Written instruction: Can you reproduce everything from the line containing "Is there any girl with" down to the line containing "0, 0, 597, 733", with "bounding box" replaced by "rectangle" at every occurrence and all else unchanged, giving back only those lines?

The input:

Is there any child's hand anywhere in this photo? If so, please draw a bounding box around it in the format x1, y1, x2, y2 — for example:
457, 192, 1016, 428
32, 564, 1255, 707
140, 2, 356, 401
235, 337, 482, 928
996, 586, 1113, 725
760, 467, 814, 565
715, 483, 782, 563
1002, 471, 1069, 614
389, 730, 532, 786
==
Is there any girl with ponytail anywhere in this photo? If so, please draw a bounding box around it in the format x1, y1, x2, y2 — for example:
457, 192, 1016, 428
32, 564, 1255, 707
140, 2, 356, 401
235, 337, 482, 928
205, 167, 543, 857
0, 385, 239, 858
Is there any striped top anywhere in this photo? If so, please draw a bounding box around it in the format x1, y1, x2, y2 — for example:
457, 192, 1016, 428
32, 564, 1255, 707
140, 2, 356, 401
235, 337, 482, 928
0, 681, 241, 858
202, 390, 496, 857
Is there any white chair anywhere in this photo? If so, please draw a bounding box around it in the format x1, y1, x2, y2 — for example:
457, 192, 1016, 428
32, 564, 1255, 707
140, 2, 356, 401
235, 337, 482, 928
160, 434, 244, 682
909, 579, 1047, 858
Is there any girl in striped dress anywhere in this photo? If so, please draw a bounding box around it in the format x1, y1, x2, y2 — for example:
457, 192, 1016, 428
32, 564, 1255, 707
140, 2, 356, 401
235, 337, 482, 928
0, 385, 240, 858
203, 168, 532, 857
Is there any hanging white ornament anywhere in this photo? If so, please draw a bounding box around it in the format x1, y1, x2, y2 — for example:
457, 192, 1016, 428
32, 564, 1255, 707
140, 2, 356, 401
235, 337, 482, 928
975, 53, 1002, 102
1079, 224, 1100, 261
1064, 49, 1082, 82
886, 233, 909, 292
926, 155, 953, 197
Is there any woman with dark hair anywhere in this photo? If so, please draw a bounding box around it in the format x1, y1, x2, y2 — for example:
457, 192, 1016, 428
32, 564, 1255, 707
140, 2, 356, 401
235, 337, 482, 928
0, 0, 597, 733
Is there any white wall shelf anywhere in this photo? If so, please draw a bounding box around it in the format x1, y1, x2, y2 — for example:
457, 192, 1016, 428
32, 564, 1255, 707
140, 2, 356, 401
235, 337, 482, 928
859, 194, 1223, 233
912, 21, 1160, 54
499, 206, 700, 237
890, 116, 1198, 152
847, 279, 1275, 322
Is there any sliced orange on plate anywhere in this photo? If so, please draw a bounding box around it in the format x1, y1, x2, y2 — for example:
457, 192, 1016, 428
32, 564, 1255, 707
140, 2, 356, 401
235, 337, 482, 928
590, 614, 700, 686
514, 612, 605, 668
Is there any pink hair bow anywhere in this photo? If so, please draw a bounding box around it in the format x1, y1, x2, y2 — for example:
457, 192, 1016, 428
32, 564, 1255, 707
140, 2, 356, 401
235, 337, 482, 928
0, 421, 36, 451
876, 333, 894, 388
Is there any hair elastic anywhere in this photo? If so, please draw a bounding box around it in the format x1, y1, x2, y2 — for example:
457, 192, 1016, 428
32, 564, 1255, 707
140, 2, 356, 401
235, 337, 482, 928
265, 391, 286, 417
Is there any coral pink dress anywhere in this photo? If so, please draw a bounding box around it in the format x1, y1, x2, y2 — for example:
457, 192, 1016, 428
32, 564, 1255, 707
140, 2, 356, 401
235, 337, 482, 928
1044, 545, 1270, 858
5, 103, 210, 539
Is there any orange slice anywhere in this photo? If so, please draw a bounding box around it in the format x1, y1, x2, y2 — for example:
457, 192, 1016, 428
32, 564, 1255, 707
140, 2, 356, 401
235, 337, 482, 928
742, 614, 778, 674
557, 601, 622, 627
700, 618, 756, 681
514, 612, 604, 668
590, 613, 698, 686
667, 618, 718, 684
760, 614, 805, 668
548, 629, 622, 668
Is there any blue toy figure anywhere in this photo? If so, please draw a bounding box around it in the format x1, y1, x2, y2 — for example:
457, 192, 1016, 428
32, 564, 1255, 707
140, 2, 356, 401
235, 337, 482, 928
...
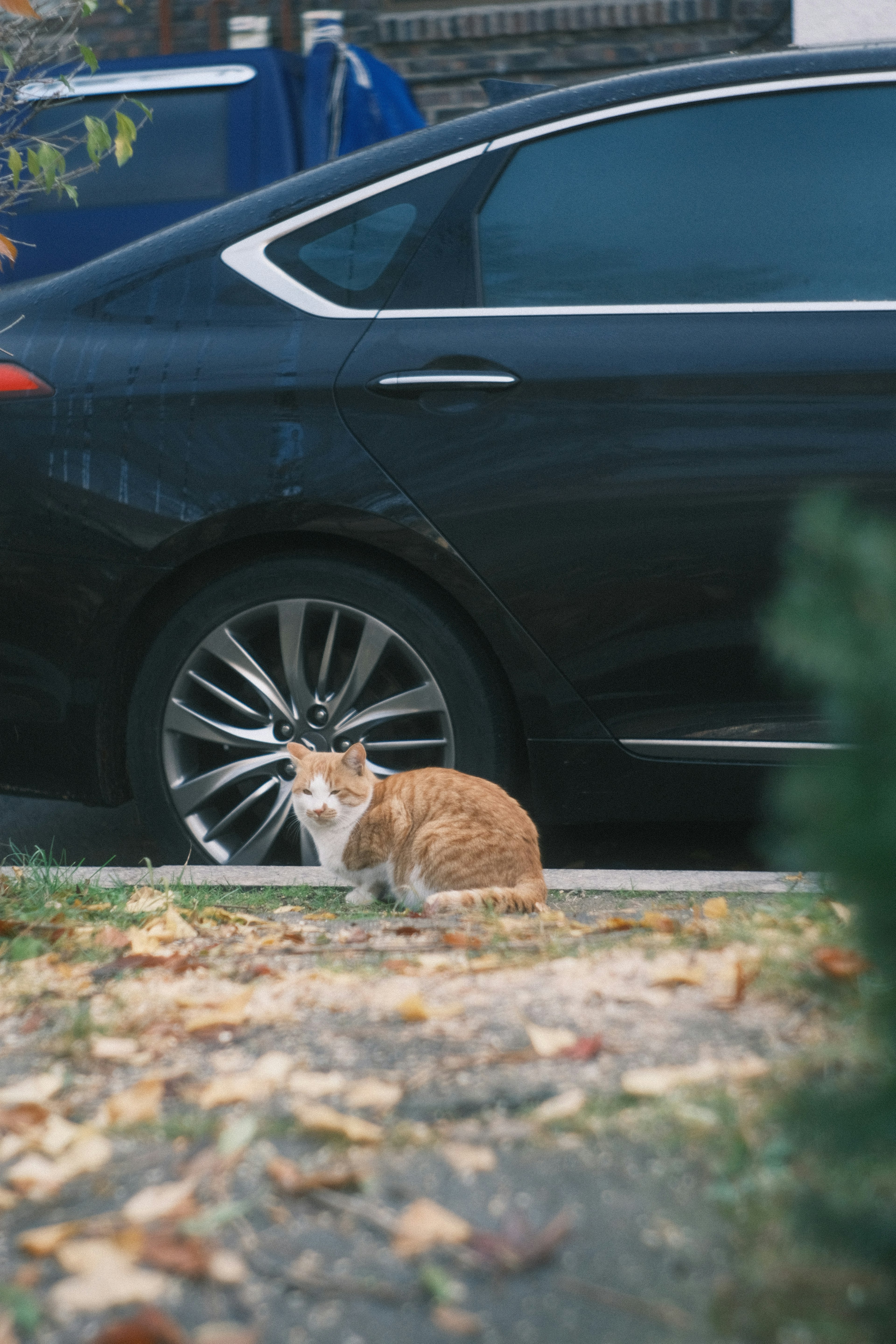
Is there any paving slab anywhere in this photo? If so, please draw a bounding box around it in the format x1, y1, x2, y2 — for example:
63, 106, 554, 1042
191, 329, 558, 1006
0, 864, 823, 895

Response to the task:
Is there any girl with ponytail anywhere in this photo? If so, please draw a rectangle around it in the format x1, y1, x2, y2 — for example:
457, 192, 1016, 428
32, 564, 1255, 707
140, 2, 356, 401
235, 337, 482, 928
205, 167, 543, 857
0, 385, 239, 858
Is there any striped top anywhere in this photo? If so, please draw a rectangle around it in the format x1, y1, x2, y2 — for example:
457, 192, 1016, 428
32, 564, 1255, 707
140, 2, 356, 401
235, 337, 482, 928
0, 681, 241, 858
202, 390, 496, 857
Is there any white chair anywhere in this photo? If so, please draw a rectangle around it in the format x1, y1, x2, y2 — for example:
457, 192, 1016, 428
32, 564, 1255, 707
140, 2, 356, 401
235, 337, 482, 928
160, 434, 244, 682
909, 579, 1047, 858
Is there any girl in striped dress anywhere in this photo? If so, please draw a rectangle around it in the format x1, y1, x2, y2 — for example:
457, 192, 1016, 428
32, 564, 1255, 707
140, 2, 356, 401
235, 337, 482, 928
0, 385, 240, 858
203, 168, 532, 857
Is there any hanging white ornament anywhere in this photo? If so, please draw a rectangle around it in the format x1, y1, x2, y2 — for example:
457, 192, 1016, 428
32, 564, 1255, 707
140, 2, 356, 401
235, 337, 482, 928
975, 53, 1002, 102
1079, 224, 1100, 261
1064, 49, 1082, 82
886, 233, 909, 292
926, 155, 953, 197
Is there any woman with dark hair anywhere in this photo? If so, please draw a rectangle around it in the format x1, y1, x2, y2 — for example:
457, 192, 1016, 428
32, 564, 1255, 707
140, 2, 356, 401
235, 337, 482, 928
0, 0, 597, 733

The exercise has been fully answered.